WORK ORDER
Without leaving out a single line, copy the records exactly.

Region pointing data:
=== Section Start ===

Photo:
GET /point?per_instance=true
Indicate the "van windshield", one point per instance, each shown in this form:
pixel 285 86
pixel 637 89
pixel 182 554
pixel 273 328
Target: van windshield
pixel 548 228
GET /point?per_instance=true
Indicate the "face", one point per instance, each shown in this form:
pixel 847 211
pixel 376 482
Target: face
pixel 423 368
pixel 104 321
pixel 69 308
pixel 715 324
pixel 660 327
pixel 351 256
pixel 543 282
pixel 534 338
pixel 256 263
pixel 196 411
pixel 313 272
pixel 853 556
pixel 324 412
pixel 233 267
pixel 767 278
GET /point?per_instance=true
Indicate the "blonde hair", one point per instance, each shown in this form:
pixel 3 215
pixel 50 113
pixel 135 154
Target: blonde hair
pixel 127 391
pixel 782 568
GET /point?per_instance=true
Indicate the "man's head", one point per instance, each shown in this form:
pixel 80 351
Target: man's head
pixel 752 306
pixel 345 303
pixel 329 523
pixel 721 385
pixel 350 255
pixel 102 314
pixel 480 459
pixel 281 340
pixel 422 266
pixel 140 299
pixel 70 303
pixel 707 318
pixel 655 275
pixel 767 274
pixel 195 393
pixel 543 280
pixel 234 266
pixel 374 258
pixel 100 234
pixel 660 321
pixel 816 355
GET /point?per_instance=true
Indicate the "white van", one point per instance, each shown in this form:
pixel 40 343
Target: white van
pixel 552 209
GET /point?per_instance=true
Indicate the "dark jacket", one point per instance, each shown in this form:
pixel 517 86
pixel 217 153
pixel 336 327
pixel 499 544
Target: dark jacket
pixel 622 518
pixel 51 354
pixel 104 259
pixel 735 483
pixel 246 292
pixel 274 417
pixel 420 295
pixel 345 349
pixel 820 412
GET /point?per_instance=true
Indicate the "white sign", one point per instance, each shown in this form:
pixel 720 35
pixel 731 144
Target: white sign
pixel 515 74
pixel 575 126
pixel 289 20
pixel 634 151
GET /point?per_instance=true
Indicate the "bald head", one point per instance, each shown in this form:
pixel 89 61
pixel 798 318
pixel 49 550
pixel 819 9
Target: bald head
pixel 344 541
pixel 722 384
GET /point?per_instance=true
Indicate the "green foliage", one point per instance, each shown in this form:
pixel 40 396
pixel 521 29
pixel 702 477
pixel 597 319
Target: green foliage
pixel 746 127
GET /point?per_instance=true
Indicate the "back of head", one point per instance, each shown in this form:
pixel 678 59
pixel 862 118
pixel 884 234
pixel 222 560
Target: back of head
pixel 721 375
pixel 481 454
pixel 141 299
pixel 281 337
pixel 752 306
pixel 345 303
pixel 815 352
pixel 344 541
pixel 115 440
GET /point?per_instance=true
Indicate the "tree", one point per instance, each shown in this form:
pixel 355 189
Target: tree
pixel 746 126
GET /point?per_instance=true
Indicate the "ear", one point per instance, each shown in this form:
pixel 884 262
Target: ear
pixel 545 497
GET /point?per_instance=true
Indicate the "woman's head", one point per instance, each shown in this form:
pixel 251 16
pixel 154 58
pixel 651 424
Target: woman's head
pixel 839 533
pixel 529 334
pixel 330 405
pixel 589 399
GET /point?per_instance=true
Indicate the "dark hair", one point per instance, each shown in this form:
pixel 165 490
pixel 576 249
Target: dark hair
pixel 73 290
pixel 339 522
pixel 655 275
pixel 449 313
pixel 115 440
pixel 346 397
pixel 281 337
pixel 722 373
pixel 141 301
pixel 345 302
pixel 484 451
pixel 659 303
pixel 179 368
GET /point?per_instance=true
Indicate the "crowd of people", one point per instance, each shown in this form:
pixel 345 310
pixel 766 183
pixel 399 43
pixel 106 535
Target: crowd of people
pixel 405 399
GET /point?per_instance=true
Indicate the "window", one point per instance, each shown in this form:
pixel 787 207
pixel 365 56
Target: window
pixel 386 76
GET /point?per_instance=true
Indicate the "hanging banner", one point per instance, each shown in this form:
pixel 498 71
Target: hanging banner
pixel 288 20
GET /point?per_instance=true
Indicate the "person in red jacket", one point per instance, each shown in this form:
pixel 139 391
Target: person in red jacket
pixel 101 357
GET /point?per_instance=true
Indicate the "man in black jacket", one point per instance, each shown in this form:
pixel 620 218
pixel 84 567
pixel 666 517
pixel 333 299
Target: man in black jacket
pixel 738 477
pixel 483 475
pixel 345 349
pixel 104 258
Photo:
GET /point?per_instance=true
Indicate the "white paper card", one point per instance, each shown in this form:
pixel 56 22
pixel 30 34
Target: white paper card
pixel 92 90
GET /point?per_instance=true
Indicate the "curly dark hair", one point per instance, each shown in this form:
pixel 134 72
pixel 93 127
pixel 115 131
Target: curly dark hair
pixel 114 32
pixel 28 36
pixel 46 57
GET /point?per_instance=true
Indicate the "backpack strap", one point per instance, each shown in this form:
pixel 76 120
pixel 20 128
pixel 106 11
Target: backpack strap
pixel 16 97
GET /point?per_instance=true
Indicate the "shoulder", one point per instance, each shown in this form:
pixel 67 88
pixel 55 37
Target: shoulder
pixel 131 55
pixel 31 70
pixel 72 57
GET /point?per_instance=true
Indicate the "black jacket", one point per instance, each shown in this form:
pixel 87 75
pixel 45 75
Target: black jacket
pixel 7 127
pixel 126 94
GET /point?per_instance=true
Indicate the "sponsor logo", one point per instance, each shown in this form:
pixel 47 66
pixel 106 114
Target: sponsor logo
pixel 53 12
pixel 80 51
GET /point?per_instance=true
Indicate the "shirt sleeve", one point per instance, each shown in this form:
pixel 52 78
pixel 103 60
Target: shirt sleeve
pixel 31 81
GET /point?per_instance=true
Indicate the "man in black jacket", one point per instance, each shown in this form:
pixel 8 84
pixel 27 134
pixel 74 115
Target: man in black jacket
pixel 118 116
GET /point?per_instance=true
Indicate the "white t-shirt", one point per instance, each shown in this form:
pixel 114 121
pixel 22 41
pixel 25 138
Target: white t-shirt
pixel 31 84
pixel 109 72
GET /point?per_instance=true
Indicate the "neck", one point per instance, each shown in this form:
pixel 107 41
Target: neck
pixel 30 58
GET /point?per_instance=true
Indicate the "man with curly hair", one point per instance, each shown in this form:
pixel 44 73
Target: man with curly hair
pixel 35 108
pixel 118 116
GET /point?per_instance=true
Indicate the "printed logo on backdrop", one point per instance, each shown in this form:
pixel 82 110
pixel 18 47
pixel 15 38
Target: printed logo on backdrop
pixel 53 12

=== Section End ===

RESULT OF THIS EXERCISE
Photo:
GET /point?per_instance=true
Indicate the "van windshield", one point per instance, each shown in this form:
pixel 285 86
pixel 637 89
pixel 182 554
pixel 273 328
Target: van windshield
pixel 548 228
GET /point?per_instance=true
Indicate the "face", one point per instance, each shown in this form:
pixel 847 211
pixel 376 482
Target: face
pixel 423 368
pixel 104 321
pixel 69 308
pixel 715 324
pixel 660 327
pixel 351 256
pixel 543 282
pixel 534 338
pixel 256 263
pixel 196 411
pixel 313 272
pixel 853 556
pixel 324 412
pixel 233 267
pixel 767 278
GET /point?per_instance=true
Indicate the "blonde hair", one point per instance, each shown in this form:
pixel 3 215
pixel 50 113
pixel 135 154
Target: blonde hair
pixel 127 391
pixel 782 568
GET /point?per_instance=true
Indicate the "man's head", one point per instance, each shown in this form:
pixel 80 351
Target: man's head
pixel 752 306
pixel 345 303
pixel 329 523
pixel 721 385
pixel 350 255
pixel 102 314
pixel 480 459
pixel 281 340
pixel 422 266
pixel 140 299
pixel 70 303
pixel 707 318
pixel 655 275
pixel 767 274
pixel 195 393
pixel 543 280
pixel 234 266
pixel 374 258
pixel 100 234
pixel 660 321
pixel 816 355
GET /point?per_instance=true
Indicate the "white van", one point per instance, each shown in this form:
pixel 40 343
Target: white van
pixel 552 209
GET /point?per_instance=true
Indicate the "dark jacket", one point per instance, each shown in this form:
pixel 517 86
pixel 217 153
pixel 336 327
pixel 499 544
Target: dark jacket
pixel 622 518
pixel 51 354
pixel 104 259
pixel 735 483
pixel 246 292
pixel 274 417
pixel 420 295
pixel 345 349
pixel 820 412
GET /point?per_instance=true
Indicate the "white sign", one point per instance, each shown in this form:
pixel 720 35
pixel 731 144
Target: white sign
pixel 515 74
pixel 575 126
pixel 289 20
pixel 634 151
GET /point?per_instance=true
Indicate the "bald head", one point per instance, each shown in this form:
pixel 89 61
pixel 798 318
pixel 49 550
pixel 819 9
Target: bald head
pixel 344 541
pixel 722 384
GET /point?per_instance=true
Indicate the "green foliage", one point per instance, each shown in this form:
pixel 40 396
pixel 521 29
pixel 702 477
pixel 597 319
Target: green foliage
pixel 746 127
GET /point?per_instance=true
Indicate the "back of head", one point per instance, each shown in this form:
pixel 678 59
pixel 862 118
pixel 884 234
pixel 222 560
Target: back of head
pixel 721 375
pixel 481 454
pixel 141 299
pixel 281 337
pixel 752 306
pixel 345 303
pixel 815 352
pixel 344 541
pixel 115 440
GET /point?per_instance=true
Indicate the "tree", one point per instance, each shown in this form:
pixel 355 189
Target: tree
pixel 746 126
GET /point?per_instance=true
Indicate the "ear", one point per instance, each shown in this form:
pixel 884 262
Target: ear
pixel 545 497
GET /point?per_instance=true
Indicate the "woman's head", one point per instance, each shown in this form:
pixel 251 16
pixel 154 58
pixel 651 424
Target: woman's head
pixel 839 533
pixel 529 334
pixel 330 405
pixel 589 399
GET /point?per_instance=true
Indicate the "dark hair", one point per instance, each shown in this form:
pixel 165 490
pixel 576 249
Target: dark hair
pixel 73 290
pixel 339 522
pixel 655 275
pixel 449 313
pixel 115 440
pixel 346 397
pixel 281 337
pixel 722 373
pixel 141 301
pixel 345 302
pixel 484 451
pixel 659 303
pixel 179 368
GET /point?per_instance=true
Indicate the "crowd of people", one point per instance, each shown in this form:
pixel 345 310
pixel 766 183
pixel 399 43
pixel 106 535
Target: crowd of people
pixel 405 399
GET /point?per_instance=true
Indicate the "window", one point per instance, each shown in this form:
pixel 787 207
pixel 365 56
Target: window
pixel 386 76
GET /point?per_instance=true
Indicate the "hanging banner", one point per instance, each shown in this form:
pixel 498 71
Target: hanging banner
pixel 288 20
GET /point?per_instance=true
Indicate the "person in red jacket", one point per instance, each shown in this form:
pixel 139 391
Target: person in red jacket
pixel 101 357
GET /point?per_instance=true
Indicate the "man in black jacket", one point per instance, each shown in this form:
pixel 620 218
pixel 84 567
pixel 666 517
pixel 333 299
Target: man in black jacket
pixel 738 477
pixel 483 475
pixel 345 349
pixel 104 258
Photo:
GET /point?per_instance=true
Indicate the "white paper card", one point per instance, each shown in this form:
pixel 56 22
pixel 30 34
Target: white paper card
pixel 92 90
GET /point?per_instance=true
Indicate the "curly dark hair", one point per instance, each shown in this form:
pixel 134 72
pixel 93 127
pixel 115 131
Target: curly dark hair
pixel 114 32
pixel 28 36
pixel 46 57
GET /point?per_instance=true
Indicate the "backpack strap", one point per instance, each shown in this form:
pixel 76 120
pixel 20 128
pixel 106 11
Target: backpack strap
pixel 16 97
GET /point?per_instance=true
Indicate the "shoulder", one point per instance, each shown in this form:
pixel 67 88
pixel 55 37
Target: shoulder
pixel 131 55
pixel 31 70
pixel 72 57
GET /point?per_instance=true
Indicate the "black jacket", one point per instance, each shown in this form:
pixel 87 75
pixel 45 75
Target: black jacket
pixel 7 127
pixel 126 94
GET /point?per_instance=true
Indicate the "sponsor logo", one point per instance, each shown in this form:
pixel 47 66
pixel 106 114
Target: sponsor logo
pixel 53 12
pixel 80 51
GET /point?per_instance=true
Indicate the "shirt sleeve", one point per instance, each shown in this form:
pixel 52 78
pixel 103 60
Target: shirt sleeve
pixel 31 81
GET /point?per_instance=true
Indicate the "man in black jacket", one point per instance, each shown in this form:
pixel 8 84
pixel 27 134
pixel 74 115
Target: man in black jacket
pixel 118 116
GET /point?per_instance=true
Indicate the "white t-shirt", one point per instance, each shown in this form:
pixel 114 121
pixel 22 41
pixel 25 138
Target: white t-shirt
pixel 31 84
pixel 109 72
GET /point?per_instance=true
Indicate the "neck", one point per instance, each shown in this form:
pixel 107 41
Target: neck
pixel 30 58
GET /point?per_instance=true
Indicate the "man with curly hair", one point per instance, each shown in this form:
pixel 44 73
Target: man with curly hair
pixel 35 108
pixel 118 116
GET /point?per_instance=true
Indicate the "printed logo on backdrop", one point per instance, each shown in this form:
pixel 82 110
pixel 18 47
pixel 15 38
Target: printed logo on backdrop
pixel 53 12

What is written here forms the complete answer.